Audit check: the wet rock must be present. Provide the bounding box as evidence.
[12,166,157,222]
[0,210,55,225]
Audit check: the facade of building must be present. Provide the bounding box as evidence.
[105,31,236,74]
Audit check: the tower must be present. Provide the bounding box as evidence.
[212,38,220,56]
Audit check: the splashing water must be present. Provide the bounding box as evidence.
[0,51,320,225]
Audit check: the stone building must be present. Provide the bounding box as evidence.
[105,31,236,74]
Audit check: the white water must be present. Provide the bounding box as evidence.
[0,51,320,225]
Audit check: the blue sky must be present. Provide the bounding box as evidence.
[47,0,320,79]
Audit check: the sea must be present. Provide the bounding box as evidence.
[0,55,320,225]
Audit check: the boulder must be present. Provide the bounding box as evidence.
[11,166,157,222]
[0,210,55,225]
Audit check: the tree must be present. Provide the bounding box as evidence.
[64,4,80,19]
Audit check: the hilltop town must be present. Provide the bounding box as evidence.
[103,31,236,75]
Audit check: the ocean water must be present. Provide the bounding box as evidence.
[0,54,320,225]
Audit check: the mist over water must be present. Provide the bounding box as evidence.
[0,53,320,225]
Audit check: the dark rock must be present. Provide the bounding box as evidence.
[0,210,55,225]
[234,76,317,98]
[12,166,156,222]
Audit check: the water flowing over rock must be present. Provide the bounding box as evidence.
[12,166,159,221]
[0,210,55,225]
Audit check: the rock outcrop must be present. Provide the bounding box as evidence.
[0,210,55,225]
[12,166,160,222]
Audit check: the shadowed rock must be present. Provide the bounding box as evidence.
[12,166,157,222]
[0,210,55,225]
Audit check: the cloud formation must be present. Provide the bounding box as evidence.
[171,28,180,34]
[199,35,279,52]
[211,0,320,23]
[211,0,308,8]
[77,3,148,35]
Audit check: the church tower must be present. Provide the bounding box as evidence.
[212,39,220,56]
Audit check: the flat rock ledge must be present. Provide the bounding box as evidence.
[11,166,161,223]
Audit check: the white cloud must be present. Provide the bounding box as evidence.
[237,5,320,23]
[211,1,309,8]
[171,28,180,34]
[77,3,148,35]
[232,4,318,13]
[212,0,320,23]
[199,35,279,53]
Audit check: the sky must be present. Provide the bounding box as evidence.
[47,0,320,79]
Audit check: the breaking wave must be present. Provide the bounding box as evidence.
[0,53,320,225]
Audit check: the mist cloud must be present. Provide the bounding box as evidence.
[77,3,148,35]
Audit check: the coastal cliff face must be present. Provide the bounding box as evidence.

[Work required] Turn every line above into a Markdown table with the columns Row and Line: put a running number under Row and the line itself under Line, and skip blank lines.

[The completed task]
| Row | Line |
|---|---|
| 1 | Audit check: the wet rock must be present. Provide the bounding box as evidence. |
| 2 | [12,166,157,222] |
| 3 | [0,210,55,225] |
| 4 | Audit check: the facade of building must be present. Provide the bounding box as evidence. |
| 5 | [105,31,236,74] |
| 6 | Audit check: the tower must be present. Provide the bounding box as evidence. |
| 7 | [212,38,220,56] |
| 8 | Audit check: the splashing water must be present. Provide the bounding box as evidence. |
| 9 | [0,51,320,225] |
| 10 | Audit check: the stone building must be present. Provide the bounding box as evidence. |
| 11 | [105,31,236,74] |
| 12 | Audit check: the white water must be present. Provide the bounding box as evidence. |
| 13 | [0,51,320,225] |
| 14 | Audit check: the blue sky must be present. Provide the bounding box as evidence. |
| 15 | [47,0,320,79] |
| 16 | Audit check: the sea must be present. Provide the bounding box as evidence. |
| 17 | [0,55,320,225] |
| 18 | Audit check: the boulder must be present. Provide the bounding box as evidence. |
| 19 | [11,166,157,222] |
| 20 | [0,210,55,225] |
| 21 | Audit check: the tree must be present. Provide the bounding box as evidence. |
| 22 | [64,4,80,19] |
| 23 | Audit check: the hilltop town must be present. Provide the bounding box as evidence. |
| 24 | [103,31,236,75] |
| 25 | Audit check: the ocean water must be present. Provide the bounding box as evidence. |
| 26 | [0,54,320,225] |
| 27 | Audit check: the mist over water must be present. Provide the bounding box as evidence. |
| 28 | [0,53,320,225] |
| 29 | Audit check: the dark rock must be present. Provide the bounding box as evidence. |
| 30 | [0,210,55,225] |
| 31 | [234,76,317,98] |
| 32 | [12,166,156,222] |
| 33 | Audit check: the water flowing over rock must be present. Provide the bounding box as evidence. |
| 34 | [12,166,159,221] |
| 35 | [0,210,55,225] |
| 36 | Audit check: the rock outcrop must be present. Provide the bounding box as evidence. |
| 37 | [0,210,55,225] |
| 38 | [12,166,160,222] |
| 39 | Audit check: the shadowed rock must be present. Provide the bounding box as evidence. |
| 40 | [12,166,157,222] |
| 41 | [0,210,55,225] |
| 42 | Audit check: the cloud formation must be present. Provide the bounding box as evidence. |
| 43 | [171,28,180,34] |
| 44 | [199,35,279,52] |
| 45 | [211,0,320,23] |
| 46 | [211,0,308,8] |
| 47 | [77,3,148,35] |
| 48 | Audit check: the church tower must be present. Provide the bounding box as evidence. |
| 49 | [212,39,220,56] |
| 50 | Audit check: the flat rock ledge must be present. Provide the bounding box as evidence. |
| 51 | [11,166,161,223] |
| 52 | Audit check: the white cloud must be present. Provide the bounding box as evidence. |
| 53 | [237,5,320,23] |
| 54 | [211,1,309,8] |
| 55 | [171,28,180,34] |
| 56 | [77,3,148,35] |
| 57 | [232,4,318,13] |
| 58 | [212,0,320,23] |
| 59 | [199,35,279,53] |
| 60 | Audit check: the sky must be present. Provide the bounding box as evidence. |
| 61 | [47,0,320,79] |
| 62 | Audit check: the breaking wave must be present. Provide the bounding box as evidence. |
| 63 | [0,53,320,225] |
| 64 | Audit check: the mist cloud must be present. Provide the bounding box as evidence. |
| 65 | [77,3,148,35] |
| 66 | Audit check: the coastal cliff face must be present. Provide the bounding box as evidence. |